Texto:
Interesante artículo publicado por la web Salon que pone en entredicho el actual paradigma de la conservación natural y que sirve como extracto del libro "The new wild: why invasive species will be nature´s salvation", obra de Fred Pearce, periodista londinense especializado en medioambiente y ciencia. 

La noticia aborda cómo, en opinión del autor, las especies invasoras posibilitan la expansión de la biodiversidad y crean nuevas oportunidades para otras especies. Así, por ejemplo, cada vez más animales salvajes encuentran acomodo en los hábitats urbanos, áreas donde proliferan las especies exóticas e invasoras, adaptándose a las condiciones del medio. Aunque resulta interesante recordar la diferencia existente entre especies invasoras y especies alóctonas o no nativas, no debemos olvidar que al final, la naturaleza evoluciona en función de los recursos que disponen a su alcance. Así, por ejemplo, en mayo de 2014, la web Agencia SINC publicaba un artículo en el que se ponía de manifiesto el riesgo de desaparición que corría el rascón de manglar por la eliminación de un especie invasora de planta de la que se había hecho dependiente.

Registros del conjunto de datos de anotación por puntos:
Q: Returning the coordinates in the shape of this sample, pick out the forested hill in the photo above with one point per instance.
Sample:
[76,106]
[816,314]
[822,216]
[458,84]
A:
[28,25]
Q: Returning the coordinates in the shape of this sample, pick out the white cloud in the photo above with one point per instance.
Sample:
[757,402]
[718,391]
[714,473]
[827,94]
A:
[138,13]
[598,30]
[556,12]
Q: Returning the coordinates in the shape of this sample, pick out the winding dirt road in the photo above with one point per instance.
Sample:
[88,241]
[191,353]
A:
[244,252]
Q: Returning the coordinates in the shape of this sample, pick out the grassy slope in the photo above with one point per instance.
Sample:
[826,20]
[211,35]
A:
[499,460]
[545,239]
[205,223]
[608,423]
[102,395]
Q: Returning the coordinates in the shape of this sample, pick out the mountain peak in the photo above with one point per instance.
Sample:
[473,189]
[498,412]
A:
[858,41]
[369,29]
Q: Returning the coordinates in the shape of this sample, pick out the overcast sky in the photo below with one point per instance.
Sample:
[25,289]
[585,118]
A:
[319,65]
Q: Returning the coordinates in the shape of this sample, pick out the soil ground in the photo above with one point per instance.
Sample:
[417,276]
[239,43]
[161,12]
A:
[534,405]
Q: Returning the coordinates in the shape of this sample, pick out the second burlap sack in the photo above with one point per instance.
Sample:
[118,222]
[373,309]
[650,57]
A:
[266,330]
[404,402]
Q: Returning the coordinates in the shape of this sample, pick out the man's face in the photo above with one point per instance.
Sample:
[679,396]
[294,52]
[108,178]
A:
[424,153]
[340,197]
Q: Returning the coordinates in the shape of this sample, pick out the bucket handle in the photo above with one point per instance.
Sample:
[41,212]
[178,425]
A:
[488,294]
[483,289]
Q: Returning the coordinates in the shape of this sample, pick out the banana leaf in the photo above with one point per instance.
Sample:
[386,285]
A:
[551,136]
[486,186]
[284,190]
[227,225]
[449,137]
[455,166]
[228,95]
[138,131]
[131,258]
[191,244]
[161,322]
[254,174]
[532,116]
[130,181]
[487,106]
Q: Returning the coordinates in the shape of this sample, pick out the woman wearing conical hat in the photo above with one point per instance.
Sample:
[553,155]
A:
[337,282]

Qué hacer:
a - Resume en forma de lista el párrafo del texto sobre las especies invasoras que empieza por "La noticia aborda cómo", sin perder sus datos principales.
b - Copia de nuevo el fragmento del texto sobre las especies invasoras que va desde "Interesante artículo publicado" hasta "medioambiente y ciencia.", ambos incluidos, y sustituye "periodista" por "reportero".
c - Continúa el texto sobre las especies invasoras a partir de su última oración.
Las líneas son un material independiente del texto.

Resultados esperados:
a -
- Según el autor, las especies invasoras permiten que la biodiversidad se expanda y abren nuevas oportunidades a otras especies.
- Cada vez más animales salvajes se adaptan a los hábitats urbanos, donde proliferan las especies exóticas e invasoras.
- Conviene distinguir entre especies invasoras y especies alóctonas o no nativas, pero la naturaleza evoluciona según los recursos que tiene a su alcance.
- En mayo de 2014, la web Agencia SINC publicó un artículo sobre el riesgo de desaparición del rascón de manglar por la eliminación de una planta invasora de la que dependía.

b -
Interesante artículo publicado por la web Salon que pone en entredicho el actual paradigma de la conservación natural y que sirve como extracto del libro "The new wild: why invasive species will be nature´s salvation", obra de Fred Pearce, reportero londinense especializado en medioambiente y ciencia.

c -
Muchos naturalistas afirman que la conservación de los espacios naturales sin ningún tipo de introducción es necesaria para el mantenimiento de los servicios ecosistémicos que proporcionan estas áreas, pero voces como la de Peter Kareiva, jefe científico de Nature Conservancy, sostienen que muchas de estas áreas "son tan fieles a la naturaleza como Disneyland", puesto que el estado natural nunca es estable. Defienden que los servicios ecosistémicos pueden ser prestados igualmente por especies no nativas, especialmente en los ámbitos urbanos, donde la vegetación juega un papel esencial.


Así que la pregunta final se puede formular en los siguientes términos: especies invasoras ¿coexistencia y que sea la autorregulación natural la que decida, control para evitar grandes daños o lucha sin cuartel?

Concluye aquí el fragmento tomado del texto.